Entries shown:
---+---
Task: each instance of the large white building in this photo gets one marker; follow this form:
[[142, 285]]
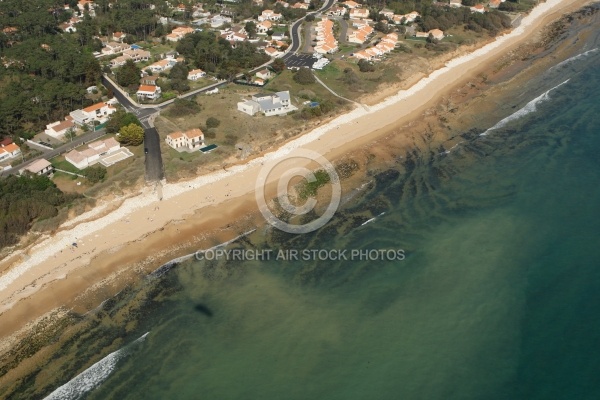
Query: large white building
[[148, 92], [9, 151], [98, 113], [269, 104], [91, 155], [58, 129], [189, 141]]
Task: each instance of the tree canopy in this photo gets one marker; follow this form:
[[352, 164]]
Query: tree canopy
[[25, 200], [131, 135]]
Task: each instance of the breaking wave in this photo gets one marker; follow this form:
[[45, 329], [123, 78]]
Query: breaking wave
[[89, 379], [527, 109]]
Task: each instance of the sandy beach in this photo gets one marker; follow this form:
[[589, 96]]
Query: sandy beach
[[53, 272]]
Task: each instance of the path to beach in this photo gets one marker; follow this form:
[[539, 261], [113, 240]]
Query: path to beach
[[55, 258]]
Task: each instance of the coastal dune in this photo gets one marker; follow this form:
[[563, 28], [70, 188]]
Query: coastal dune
[[102, 240]]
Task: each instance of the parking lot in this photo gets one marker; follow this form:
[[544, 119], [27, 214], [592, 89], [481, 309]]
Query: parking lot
[[297, 61]]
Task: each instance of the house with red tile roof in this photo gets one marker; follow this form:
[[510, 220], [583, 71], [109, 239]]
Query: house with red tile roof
[[148, 92], [9, 151], [82, 159], [189, 141], [58, 129], [196, 74], [96, 113]]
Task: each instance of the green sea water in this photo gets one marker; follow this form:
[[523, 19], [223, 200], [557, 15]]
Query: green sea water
[[498, 296]]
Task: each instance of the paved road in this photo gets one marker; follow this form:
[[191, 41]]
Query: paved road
[[154, 166], [78, 141], [297, 26]]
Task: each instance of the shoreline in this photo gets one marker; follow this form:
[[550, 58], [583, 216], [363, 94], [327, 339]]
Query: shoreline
[[53, 260]]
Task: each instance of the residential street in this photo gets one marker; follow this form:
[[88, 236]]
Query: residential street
[[78, 141]]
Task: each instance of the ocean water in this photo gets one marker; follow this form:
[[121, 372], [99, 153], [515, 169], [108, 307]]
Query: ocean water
[[498, 296]]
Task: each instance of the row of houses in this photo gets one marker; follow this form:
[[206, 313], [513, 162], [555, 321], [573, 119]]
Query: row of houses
[[178, 33], [9, 151], [269, 15], [399, 19], [268, 104], [479, 8], [326, 42], [136, 55], [82, 159], [361, 32], [437, 34], [385, 45]]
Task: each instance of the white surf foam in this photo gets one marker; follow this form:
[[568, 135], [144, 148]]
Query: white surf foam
[[529, 108], [573, 59], [89, 379]]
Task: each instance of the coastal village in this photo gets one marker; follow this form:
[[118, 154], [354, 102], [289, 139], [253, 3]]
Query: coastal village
[[216, 81], [152, 71], [142, 144]]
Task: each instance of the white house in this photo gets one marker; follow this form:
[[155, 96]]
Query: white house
[[119, 36], [137, 55], [114, 48], [98, 112], [161, 65], [196, 74], [351, 4], [264, 74], [337, 11], [478, 8], [273, 52], [269, 15], [148, 92], [39, 167], [58, 129], [179, 32], [269, 104], [219, 20], [90, 156], [9, 151], [436, 34], [189, 141], [359, 13], [263, 27]]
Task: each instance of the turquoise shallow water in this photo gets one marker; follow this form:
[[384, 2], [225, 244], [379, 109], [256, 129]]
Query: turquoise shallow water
[[497, 298]]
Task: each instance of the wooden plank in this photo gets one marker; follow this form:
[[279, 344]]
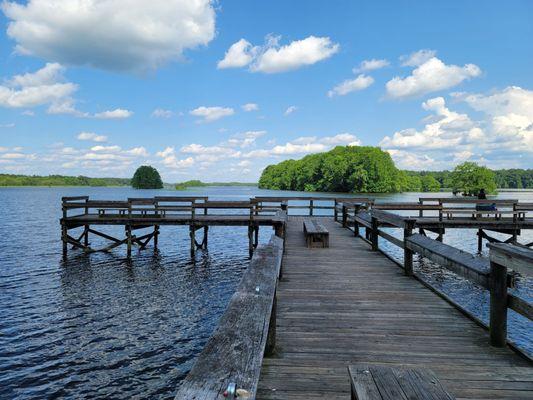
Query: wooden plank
[[234, 352], [517, 258], [462, 263]]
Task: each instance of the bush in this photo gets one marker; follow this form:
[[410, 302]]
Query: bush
[[146, 177]]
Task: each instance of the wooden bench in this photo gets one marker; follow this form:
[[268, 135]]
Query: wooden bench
[[316, 234], [376, 382]]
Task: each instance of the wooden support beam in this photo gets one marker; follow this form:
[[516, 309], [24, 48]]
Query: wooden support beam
[[498, 304]]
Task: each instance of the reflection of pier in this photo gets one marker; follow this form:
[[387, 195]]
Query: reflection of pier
[[301, 316]]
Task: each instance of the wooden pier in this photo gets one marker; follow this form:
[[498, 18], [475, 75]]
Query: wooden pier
[[348, 304], [302, 317]]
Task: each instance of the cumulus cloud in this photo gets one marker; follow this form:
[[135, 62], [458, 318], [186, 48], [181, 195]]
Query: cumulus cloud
[[43, 87], [118, 113], [112, 34], [239, 55], [92, 137], [431, 76], [161, 113], [502, 136], [290, 110], [371, 65], [209, 114], [351, 85], [273, 58], [250, 107], [417, 58]]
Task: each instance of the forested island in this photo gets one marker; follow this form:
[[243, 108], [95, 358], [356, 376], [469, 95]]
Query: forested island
[[60, 180], [365, 169]]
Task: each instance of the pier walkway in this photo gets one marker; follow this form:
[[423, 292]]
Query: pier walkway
[[346, 304]]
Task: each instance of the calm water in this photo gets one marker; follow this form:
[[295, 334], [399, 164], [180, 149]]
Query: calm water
[[96, 326]]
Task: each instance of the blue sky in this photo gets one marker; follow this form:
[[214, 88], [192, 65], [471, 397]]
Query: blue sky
[[219, 90]]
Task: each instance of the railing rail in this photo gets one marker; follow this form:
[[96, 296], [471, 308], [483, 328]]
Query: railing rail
[[230, 362], [490, 274]]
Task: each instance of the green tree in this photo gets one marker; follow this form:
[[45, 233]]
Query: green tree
[[429, 183], [469, 178], [146, 177]]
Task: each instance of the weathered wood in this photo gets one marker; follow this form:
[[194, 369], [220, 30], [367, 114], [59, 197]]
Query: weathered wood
[[498, 304], [458, 261], [316, 235], [234, 352], [517, 258], [348, 305]]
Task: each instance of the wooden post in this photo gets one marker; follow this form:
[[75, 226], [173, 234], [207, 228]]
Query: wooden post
[[86, 236], [128, 235], [250, 240], [206, 231], [498, 305], [64, 238], [344, 216], [271, 336], [192, 236], [407, 253], [374, 233], [156, 235]]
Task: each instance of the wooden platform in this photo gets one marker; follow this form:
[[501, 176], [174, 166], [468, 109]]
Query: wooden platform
[[347, 305]]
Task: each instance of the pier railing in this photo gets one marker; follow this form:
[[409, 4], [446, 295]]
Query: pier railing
[[230, 363], [493, 275]]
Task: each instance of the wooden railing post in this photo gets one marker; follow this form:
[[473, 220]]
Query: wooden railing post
[[271, 336], [498, 304], [344, 216], [374, 233], [408, 253], [355, 223]]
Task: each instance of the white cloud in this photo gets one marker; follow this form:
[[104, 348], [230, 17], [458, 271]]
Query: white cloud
[[210, 114], [240, 54], [273, 58], [161, 113], [119, 113], [351, 85], [431, 76], [92, 136], [502, 137], [290, 110], [170, 159], [371, 65], [112, 34], [250, 107], [43, 87], [417, 58]]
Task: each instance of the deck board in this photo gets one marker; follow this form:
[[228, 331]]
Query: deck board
[[346, 304]]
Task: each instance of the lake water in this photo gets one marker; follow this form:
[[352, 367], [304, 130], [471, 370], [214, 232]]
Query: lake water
[[97, 326]]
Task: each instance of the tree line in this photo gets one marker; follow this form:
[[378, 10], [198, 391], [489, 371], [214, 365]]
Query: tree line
[[59, 180], [365, 169]]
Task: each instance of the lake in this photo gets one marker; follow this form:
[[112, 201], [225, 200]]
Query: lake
[[97, 326]]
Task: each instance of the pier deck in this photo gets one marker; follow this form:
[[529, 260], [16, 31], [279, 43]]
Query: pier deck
[[347, 304]]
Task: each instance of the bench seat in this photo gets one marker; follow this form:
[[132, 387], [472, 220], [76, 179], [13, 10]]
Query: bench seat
[[316, 234], [377, 382]]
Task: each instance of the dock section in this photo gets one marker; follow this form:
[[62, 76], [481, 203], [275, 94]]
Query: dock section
[[347, 304]]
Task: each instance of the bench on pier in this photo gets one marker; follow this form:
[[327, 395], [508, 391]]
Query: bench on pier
[[475, 213], [377, 382], [316, 234]]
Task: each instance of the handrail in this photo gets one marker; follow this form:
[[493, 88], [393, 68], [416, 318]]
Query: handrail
[[231, 360], [492, 275]]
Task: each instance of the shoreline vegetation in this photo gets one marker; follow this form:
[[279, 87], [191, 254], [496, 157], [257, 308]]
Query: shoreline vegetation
[[365, 169]]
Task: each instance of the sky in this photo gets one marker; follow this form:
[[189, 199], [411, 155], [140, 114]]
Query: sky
[[217, 90]]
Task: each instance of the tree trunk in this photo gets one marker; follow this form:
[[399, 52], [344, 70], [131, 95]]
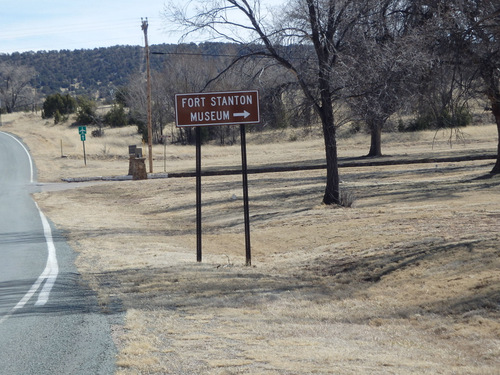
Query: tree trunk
[[376, 139], [332, 190], [496, 168], [493, 92]]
---+---
Brief:
Look above for the line with "[[589, 96]]" and the line with "[[155, 96]]", and reproduce exactly those two lines plus every line between, nothing more.

Solution to this task:
[[589, 96]]
Query: sandy beach
[[53, 272]]
Task: each instance of the path to beach in this photo gets one marker; follow this form:
[[539, 261], [113, 240]]
Query: path to beach
[[55, 258]]
Task: each instance of the coastal dune in this photo gets one marker; follow this form:
[[563, 28], [70, 188]]
Query: coastal dune
[[102, 240]]
Task: each instance of the parking lot in this photo gets one marker; follow this form:
[[544, 119], [27, 214], [592, 89], [481, 309]]
Query: parking lot
[[297, 61]]
Task: each instance of the house with red tile roof in this photo gets one marker; follow this form:
[[510, 220], [583, 71], [109, 239]]
Query: house with red tile roof
[[148, 92], [9, 151], [82, 159], [189, 141], [58, 129], [196, 74], [96, 113]]
Task: each instance of the green sea water in this photo gets one marker; follow this form:
[[523, 19], [223, 200], [557, 15]]
Query: green sea water
[[498, 296]]
Task: each instance of the paved road in this photo gets one marker; follow this form:
[[191, 41]]
Query: paved road
[[154, 166], [78, 141], [297, 26]]
Task: each instance of the shoreline in this photo gets one marker; follow this form:
[[550, 58], [583, 216], [363, 94], [327, 339]]
Query: shoreline
[[53, 260]]
Task: each instance of the residential street in this photo gets one marker; follow this form:
[[88, 236]]
Query: residential street
[[78, 141]]
Task: each instance of the ocean water in this photo gets one marker; follow this form:
[[121, 372], [99, 153], [515, 169], [108, 307]]
Query: ocean water
[[498, 296]]
Task: each instance of the row of houses in this photo gets one marker; follow this form:
[[206, 313], [513, 162], [555, 321], [573, 119]]
Query: row of houses
[[178, 33], [9, 151], [269, 15], [399, 19], [268, 104], [479, 8], [326, 42], [136, 55], [82, 159], [361, 32], [437, 34], [385, 45]]
Task: each instance of the white surf foam in this photo gets one marker; follow this form:
[[568, 135], [144, 148]]
Query: white surf foam
[[529, 108], [573, 59], [89, 379]]
Task: each instance of the coastal village in this photo gets one marker; follow this form:
[[118, 154], [354, 102], [289, 139], [253, 3]]
Query: coastal village
[[216, 81], [152, 71], [142, 144]]
Task: each instance of the white house in this photo gets one marker; follow this form:
[[155, 96]]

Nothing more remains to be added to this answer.